The input Start Marker
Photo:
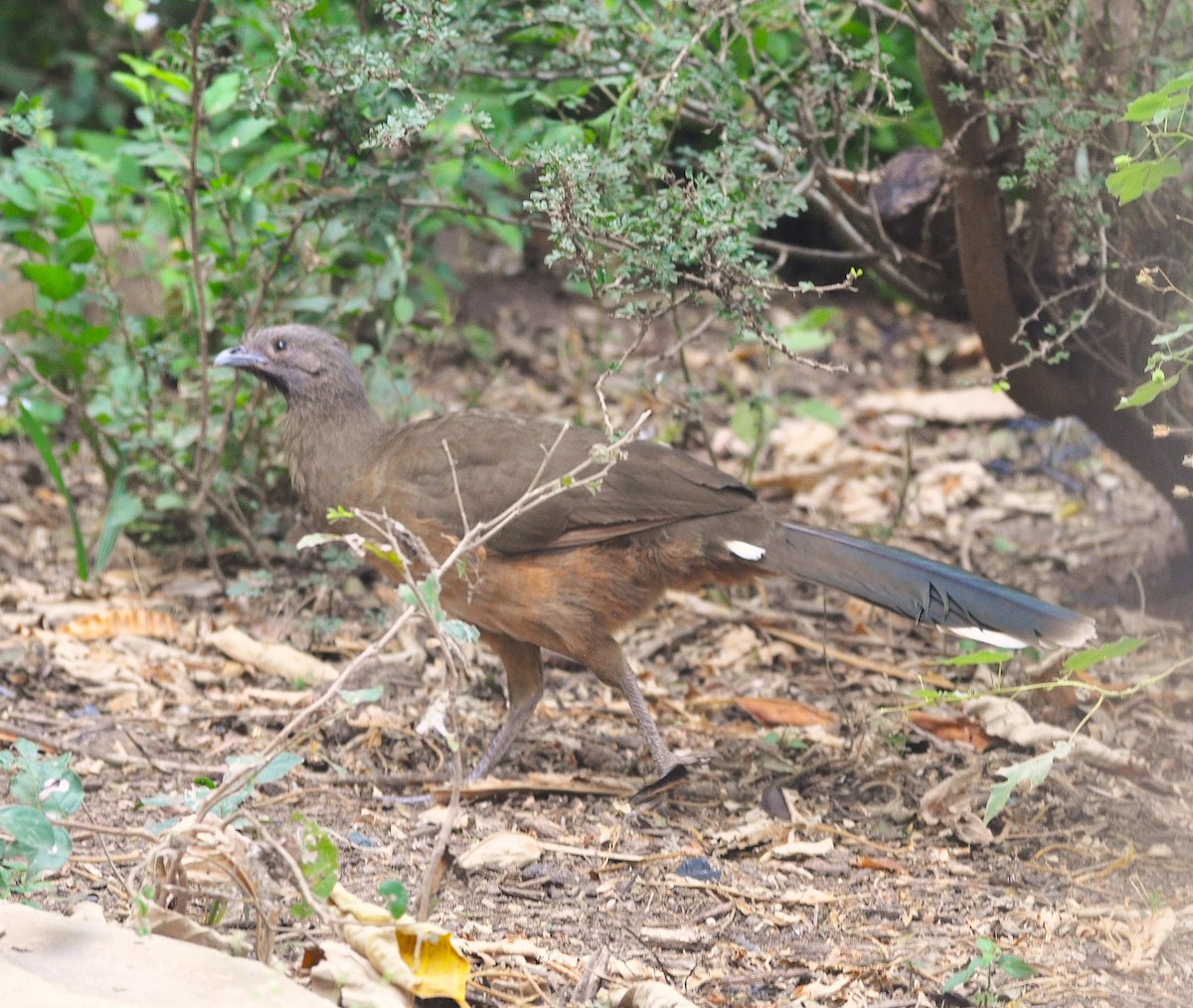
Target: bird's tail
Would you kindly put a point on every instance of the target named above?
The input End Marker
The input Start Marker
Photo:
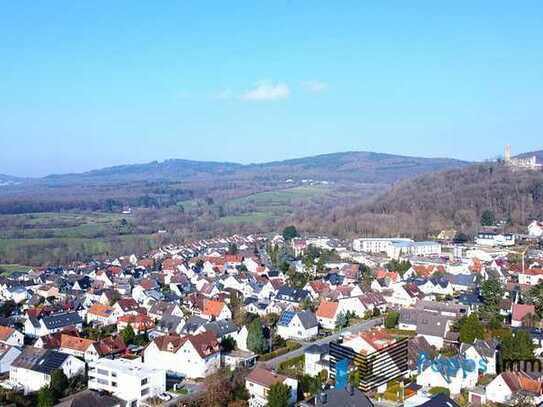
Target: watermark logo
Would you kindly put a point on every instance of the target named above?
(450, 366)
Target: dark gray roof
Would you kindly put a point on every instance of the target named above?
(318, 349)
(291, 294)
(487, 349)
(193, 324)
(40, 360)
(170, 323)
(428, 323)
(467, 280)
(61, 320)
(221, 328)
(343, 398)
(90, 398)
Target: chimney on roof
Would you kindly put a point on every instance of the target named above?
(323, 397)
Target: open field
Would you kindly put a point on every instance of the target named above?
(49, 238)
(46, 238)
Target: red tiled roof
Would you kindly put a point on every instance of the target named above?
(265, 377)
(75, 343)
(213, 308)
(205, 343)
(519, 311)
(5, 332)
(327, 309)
The input End Marker
▶ _Requirement_: Every line that contains the string "roof" should be copied from the entries.

▶ _Response area_:
Target: dark gray roof
Target: chimney on roof
Target: red tiled roof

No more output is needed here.